Stored records
● ● ●
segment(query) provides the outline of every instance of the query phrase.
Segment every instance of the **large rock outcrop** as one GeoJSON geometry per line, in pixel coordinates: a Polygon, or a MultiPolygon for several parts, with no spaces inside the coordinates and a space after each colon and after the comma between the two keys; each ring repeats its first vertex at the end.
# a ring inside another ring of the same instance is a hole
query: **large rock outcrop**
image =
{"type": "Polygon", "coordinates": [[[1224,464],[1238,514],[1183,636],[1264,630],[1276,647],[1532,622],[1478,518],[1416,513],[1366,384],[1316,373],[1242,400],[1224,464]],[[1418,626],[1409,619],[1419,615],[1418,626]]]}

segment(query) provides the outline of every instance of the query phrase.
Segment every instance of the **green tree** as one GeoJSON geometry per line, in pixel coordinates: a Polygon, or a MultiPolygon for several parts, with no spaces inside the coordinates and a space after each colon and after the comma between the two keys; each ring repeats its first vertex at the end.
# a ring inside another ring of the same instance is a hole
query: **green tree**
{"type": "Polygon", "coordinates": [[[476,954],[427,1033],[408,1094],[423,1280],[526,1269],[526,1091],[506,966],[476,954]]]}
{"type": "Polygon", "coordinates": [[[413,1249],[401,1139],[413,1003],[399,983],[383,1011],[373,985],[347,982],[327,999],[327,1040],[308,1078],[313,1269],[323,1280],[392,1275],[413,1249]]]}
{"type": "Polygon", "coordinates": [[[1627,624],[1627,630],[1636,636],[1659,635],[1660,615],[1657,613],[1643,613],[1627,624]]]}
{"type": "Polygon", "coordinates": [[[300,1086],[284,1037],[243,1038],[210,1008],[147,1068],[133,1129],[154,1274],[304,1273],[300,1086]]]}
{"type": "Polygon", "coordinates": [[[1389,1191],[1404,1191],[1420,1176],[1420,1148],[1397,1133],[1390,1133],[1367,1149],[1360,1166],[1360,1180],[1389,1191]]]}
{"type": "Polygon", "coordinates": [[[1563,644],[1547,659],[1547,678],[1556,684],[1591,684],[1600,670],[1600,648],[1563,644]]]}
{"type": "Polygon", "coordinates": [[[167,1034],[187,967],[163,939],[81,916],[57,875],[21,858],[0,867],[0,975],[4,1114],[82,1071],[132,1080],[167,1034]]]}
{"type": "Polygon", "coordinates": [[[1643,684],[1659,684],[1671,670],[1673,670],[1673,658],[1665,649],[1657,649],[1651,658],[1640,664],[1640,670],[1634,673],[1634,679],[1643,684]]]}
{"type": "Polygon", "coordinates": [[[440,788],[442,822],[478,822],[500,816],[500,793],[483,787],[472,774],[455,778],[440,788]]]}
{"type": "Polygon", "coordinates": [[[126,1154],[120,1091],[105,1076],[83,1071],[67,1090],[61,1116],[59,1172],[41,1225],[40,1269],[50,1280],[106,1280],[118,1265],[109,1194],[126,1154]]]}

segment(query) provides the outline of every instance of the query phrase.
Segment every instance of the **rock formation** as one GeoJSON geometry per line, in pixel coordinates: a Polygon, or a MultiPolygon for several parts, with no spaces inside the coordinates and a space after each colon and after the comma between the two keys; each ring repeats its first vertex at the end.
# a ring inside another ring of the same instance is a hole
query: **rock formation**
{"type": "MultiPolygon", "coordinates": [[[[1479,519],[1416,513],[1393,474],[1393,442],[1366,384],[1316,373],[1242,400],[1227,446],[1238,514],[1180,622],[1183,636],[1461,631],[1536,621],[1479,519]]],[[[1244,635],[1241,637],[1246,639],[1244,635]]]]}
● ● ●
Each line above that contains the string "large" should be copied.

■ Finished task ■
Segment every instance of the **large rock outcrop** as one GeoJSON geometry per line, in pixel coordinates: a Polygon, or a MultiPolygon for several parts, with no spaces inside the coordinates and a space after each colon and after the comma between the two keys; each ring repeats its first vertex at the end.
query: **large rock outcrop**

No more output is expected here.